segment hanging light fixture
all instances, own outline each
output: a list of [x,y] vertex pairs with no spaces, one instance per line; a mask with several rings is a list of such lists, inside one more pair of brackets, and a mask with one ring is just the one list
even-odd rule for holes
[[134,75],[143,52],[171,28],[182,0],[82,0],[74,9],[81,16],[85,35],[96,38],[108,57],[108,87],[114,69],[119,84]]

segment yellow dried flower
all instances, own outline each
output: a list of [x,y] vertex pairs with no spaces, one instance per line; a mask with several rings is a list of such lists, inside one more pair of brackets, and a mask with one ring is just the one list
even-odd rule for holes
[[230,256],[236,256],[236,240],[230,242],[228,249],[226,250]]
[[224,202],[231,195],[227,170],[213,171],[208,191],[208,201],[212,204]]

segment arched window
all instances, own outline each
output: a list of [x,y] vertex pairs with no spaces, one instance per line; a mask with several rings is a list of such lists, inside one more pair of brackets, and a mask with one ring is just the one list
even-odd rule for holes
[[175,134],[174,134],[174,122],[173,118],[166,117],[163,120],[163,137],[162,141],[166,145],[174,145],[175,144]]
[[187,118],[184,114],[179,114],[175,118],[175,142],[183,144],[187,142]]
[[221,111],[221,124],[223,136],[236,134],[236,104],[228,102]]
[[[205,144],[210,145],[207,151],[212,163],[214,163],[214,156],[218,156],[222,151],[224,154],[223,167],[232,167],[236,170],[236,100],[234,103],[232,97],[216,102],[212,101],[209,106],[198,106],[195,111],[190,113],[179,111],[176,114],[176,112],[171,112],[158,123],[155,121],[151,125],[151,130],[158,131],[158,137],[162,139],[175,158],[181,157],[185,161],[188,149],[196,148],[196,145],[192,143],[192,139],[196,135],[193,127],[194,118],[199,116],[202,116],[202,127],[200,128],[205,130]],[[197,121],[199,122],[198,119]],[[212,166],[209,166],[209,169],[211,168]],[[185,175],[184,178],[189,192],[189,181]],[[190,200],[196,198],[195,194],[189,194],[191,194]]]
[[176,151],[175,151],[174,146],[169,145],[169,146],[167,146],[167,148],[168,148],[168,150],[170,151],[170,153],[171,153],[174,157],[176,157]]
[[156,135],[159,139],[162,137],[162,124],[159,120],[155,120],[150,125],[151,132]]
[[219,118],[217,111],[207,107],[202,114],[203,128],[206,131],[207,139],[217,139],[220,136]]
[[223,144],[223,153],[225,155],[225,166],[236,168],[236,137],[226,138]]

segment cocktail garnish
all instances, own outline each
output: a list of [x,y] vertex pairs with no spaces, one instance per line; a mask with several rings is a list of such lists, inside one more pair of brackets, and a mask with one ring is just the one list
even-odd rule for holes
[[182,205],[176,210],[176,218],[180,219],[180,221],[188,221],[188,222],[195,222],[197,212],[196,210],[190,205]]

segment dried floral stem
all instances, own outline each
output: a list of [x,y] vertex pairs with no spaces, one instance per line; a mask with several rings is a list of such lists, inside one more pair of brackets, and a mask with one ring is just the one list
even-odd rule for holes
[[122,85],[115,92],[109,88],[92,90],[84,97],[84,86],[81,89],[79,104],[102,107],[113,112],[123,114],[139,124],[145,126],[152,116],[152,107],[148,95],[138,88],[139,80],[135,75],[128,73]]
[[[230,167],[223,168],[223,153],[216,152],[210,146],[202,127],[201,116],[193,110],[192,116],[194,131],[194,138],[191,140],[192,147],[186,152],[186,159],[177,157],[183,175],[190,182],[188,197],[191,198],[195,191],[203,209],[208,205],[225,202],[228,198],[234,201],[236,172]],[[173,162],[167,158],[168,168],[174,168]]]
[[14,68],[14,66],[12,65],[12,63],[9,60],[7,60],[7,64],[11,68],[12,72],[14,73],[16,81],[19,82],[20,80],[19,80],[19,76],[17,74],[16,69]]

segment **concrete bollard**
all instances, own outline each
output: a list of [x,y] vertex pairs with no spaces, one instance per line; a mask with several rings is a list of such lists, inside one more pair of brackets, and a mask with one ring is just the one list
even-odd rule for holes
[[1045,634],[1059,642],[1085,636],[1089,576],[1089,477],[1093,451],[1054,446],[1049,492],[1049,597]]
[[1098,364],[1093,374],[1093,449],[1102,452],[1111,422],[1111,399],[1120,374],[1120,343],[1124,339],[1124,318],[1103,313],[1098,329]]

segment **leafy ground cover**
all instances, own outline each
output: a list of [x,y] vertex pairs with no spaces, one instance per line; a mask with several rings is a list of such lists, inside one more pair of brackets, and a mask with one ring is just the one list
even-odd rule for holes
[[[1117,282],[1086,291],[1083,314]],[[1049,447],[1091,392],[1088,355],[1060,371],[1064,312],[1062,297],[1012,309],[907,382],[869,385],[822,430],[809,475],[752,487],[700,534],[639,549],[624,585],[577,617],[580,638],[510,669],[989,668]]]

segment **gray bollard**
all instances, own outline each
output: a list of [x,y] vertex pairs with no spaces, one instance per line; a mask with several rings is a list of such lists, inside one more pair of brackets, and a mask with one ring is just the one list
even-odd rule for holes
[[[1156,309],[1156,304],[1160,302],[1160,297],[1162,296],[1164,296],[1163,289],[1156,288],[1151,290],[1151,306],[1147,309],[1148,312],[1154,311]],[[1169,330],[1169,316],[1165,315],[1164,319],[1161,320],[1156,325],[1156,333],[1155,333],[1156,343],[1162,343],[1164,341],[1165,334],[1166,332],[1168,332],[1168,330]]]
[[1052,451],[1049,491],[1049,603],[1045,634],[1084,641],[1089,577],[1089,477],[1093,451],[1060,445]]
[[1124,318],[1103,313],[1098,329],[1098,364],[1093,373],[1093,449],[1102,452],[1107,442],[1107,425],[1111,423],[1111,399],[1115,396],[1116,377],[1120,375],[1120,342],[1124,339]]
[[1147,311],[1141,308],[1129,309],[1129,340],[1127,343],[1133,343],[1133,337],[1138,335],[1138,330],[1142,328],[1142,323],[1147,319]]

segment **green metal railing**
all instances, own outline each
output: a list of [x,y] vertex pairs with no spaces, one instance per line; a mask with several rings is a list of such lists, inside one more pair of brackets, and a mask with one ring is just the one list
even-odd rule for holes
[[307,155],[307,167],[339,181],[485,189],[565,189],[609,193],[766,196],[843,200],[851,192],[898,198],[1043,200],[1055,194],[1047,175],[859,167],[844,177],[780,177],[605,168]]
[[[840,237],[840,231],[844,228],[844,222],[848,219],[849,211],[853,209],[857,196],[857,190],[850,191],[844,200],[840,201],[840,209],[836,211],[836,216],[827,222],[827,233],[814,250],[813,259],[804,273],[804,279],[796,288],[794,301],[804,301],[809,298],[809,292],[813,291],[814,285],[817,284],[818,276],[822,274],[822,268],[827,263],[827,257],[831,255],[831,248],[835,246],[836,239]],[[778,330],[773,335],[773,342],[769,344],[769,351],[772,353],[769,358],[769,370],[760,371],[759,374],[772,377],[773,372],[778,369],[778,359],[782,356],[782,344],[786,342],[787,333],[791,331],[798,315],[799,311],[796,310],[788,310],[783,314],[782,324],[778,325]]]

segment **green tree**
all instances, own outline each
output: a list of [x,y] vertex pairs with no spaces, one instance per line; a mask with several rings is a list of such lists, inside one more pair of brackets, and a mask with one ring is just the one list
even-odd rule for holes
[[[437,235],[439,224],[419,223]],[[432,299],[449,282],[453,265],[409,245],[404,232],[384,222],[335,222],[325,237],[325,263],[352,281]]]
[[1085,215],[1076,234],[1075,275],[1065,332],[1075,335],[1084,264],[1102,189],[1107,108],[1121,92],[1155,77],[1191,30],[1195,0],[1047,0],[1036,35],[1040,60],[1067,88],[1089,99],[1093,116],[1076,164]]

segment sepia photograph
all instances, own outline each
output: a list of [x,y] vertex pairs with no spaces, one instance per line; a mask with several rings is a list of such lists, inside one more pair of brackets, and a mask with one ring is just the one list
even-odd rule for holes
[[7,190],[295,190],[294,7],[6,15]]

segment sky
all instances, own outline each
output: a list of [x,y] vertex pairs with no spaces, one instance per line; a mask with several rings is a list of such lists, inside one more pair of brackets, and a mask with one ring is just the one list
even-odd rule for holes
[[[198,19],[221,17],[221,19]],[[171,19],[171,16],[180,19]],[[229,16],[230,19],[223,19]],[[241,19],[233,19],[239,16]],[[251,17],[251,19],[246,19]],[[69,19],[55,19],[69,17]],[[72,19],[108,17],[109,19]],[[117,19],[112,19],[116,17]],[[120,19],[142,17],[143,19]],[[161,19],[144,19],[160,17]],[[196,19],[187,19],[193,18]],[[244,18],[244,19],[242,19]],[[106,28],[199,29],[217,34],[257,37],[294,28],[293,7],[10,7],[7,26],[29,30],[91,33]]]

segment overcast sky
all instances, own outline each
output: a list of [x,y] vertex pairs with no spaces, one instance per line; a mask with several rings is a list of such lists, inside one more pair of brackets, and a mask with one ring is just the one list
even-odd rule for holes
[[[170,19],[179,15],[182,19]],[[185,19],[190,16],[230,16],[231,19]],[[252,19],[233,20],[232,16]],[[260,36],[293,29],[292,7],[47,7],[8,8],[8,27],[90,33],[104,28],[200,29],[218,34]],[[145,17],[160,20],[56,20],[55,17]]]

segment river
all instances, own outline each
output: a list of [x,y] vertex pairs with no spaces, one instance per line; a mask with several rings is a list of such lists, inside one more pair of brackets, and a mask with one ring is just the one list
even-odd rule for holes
------------------------
> **Activity**
Lines holding the word "dried" in the entries above are the ones to pull out. Copy them all.

> **Answer to this problem**
segment yellow dried flower
segment dried floral stem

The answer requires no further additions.